(Referring expression pointing data)
____

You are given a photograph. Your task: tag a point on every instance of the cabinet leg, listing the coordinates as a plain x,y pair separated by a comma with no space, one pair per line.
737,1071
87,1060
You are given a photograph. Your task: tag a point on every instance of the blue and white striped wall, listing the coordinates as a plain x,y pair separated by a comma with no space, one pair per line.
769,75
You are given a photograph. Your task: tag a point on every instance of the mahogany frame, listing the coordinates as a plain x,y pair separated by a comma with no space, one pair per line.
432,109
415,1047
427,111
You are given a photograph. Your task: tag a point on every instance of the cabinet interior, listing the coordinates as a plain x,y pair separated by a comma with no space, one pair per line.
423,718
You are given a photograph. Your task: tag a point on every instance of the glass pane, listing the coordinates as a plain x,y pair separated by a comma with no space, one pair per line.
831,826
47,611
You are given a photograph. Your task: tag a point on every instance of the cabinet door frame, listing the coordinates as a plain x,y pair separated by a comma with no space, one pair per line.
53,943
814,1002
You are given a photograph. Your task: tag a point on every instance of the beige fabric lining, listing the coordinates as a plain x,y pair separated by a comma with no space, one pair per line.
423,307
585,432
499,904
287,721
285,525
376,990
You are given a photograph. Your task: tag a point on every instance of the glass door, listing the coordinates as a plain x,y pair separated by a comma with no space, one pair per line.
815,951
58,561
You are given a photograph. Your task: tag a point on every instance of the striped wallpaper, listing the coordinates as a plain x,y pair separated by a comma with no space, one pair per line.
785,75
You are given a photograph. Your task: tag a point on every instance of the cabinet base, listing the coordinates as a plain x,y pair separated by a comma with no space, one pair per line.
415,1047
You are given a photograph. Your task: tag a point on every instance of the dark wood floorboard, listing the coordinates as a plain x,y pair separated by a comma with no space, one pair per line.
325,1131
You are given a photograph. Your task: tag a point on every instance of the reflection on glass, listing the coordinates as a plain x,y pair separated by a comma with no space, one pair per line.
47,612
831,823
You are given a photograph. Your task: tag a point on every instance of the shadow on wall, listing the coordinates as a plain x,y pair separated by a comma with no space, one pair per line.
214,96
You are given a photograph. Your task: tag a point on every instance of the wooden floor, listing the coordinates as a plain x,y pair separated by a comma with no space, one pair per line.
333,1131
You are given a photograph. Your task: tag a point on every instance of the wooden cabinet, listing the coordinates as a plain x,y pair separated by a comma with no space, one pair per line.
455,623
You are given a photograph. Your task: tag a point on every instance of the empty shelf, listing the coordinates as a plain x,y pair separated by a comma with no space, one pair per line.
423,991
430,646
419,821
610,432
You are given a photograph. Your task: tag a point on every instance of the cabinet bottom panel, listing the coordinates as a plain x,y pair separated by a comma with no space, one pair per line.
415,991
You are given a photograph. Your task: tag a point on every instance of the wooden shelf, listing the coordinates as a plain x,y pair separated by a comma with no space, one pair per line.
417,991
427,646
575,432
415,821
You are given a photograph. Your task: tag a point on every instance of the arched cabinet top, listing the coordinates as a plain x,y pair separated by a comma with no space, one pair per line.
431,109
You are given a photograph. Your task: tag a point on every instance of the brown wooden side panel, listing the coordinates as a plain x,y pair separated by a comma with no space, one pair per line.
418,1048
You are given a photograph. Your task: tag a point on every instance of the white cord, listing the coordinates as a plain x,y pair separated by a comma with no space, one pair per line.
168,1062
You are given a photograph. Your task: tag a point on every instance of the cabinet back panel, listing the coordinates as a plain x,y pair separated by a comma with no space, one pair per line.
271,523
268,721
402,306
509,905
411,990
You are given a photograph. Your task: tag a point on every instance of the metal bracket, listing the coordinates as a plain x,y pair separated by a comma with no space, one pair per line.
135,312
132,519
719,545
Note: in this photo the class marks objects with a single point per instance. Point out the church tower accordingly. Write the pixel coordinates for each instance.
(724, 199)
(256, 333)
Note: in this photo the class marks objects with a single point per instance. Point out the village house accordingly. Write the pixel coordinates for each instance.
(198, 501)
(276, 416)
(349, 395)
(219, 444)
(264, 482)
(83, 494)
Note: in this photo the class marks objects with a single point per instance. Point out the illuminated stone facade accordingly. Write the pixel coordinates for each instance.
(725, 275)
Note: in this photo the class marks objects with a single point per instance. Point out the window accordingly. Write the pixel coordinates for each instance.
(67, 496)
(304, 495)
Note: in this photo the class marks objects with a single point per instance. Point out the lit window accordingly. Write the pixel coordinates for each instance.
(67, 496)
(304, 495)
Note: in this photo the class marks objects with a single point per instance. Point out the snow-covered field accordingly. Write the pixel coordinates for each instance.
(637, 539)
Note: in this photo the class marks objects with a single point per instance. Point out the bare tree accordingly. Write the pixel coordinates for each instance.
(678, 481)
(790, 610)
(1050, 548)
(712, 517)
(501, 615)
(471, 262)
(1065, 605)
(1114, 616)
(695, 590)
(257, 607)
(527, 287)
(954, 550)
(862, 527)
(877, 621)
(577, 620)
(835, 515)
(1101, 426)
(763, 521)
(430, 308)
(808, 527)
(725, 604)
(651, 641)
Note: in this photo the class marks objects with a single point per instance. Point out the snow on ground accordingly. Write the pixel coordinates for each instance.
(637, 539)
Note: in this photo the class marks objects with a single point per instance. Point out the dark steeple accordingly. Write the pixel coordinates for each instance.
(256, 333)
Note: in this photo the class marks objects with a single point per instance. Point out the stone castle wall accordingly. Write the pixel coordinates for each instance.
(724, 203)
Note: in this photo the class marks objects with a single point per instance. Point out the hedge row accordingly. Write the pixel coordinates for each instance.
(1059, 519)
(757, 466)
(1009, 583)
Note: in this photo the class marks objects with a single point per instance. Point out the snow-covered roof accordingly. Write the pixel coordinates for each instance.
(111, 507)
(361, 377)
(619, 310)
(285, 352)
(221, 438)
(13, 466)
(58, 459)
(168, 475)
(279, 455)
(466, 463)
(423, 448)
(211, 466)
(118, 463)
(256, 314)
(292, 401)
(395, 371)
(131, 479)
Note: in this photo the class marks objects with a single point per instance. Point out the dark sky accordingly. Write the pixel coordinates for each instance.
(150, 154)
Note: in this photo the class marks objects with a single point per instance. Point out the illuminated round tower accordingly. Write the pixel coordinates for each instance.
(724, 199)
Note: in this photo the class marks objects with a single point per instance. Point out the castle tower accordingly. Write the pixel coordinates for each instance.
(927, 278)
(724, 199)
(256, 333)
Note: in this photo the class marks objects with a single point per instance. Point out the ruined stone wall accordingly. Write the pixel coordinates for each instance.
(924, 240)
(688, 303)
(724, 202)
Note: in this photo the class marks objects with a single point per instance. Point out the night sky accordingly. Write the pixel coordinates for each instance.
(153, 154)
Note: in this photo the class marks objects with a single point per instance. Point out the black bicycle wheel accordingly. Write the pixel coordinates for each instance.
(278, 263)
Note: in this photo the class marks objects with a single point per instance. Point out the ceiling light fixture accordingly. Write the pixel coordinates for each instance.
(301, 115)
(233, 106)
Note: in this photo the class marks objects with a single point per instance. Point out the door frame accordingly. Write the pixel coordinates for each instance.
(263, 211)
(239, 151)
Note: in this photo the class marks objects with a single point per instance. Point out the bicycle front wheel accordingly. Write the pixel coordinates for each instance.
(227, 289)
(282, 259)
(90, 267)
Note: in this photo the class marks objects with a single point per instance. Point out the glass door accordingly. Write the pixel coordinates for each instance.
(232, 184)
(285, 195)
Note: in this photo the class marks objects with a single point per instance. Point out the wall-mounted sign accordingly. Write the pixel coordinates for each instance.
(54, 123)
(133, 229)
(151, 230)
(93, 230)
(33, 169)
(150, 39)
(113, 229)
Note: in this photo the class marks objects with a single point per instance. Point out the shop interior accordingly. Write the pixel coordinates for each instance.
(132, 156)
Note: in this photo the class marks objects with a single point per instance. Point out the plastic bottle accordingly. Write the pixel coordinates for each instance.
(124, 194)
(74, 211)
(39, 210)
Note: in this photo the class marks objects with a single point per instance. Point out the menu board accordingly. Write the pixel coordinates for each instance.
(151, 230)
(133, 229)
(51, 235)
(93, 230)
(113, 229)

____

**TASK DIRECTIONS**
Starting at the line that contains "out the plastic", retype each line through the last one in the records, both included, and add nothing.

**RESULT OF THIS EXERCISE**
Note: in this photo the class marks objects with a single point per instance. Point out the plastic bottle accordingly. Write the pixel coordinates for each instance.
(124, 194)
(74, 211)
(39, 210)
Note: in this photo the class marks objects with a single point per instance. Point out the menu board accordingly. Write the pixel coordinates for each instance.
(151, 230)
(133, 229)
(51, 235)
(93, 230)
(113, 229)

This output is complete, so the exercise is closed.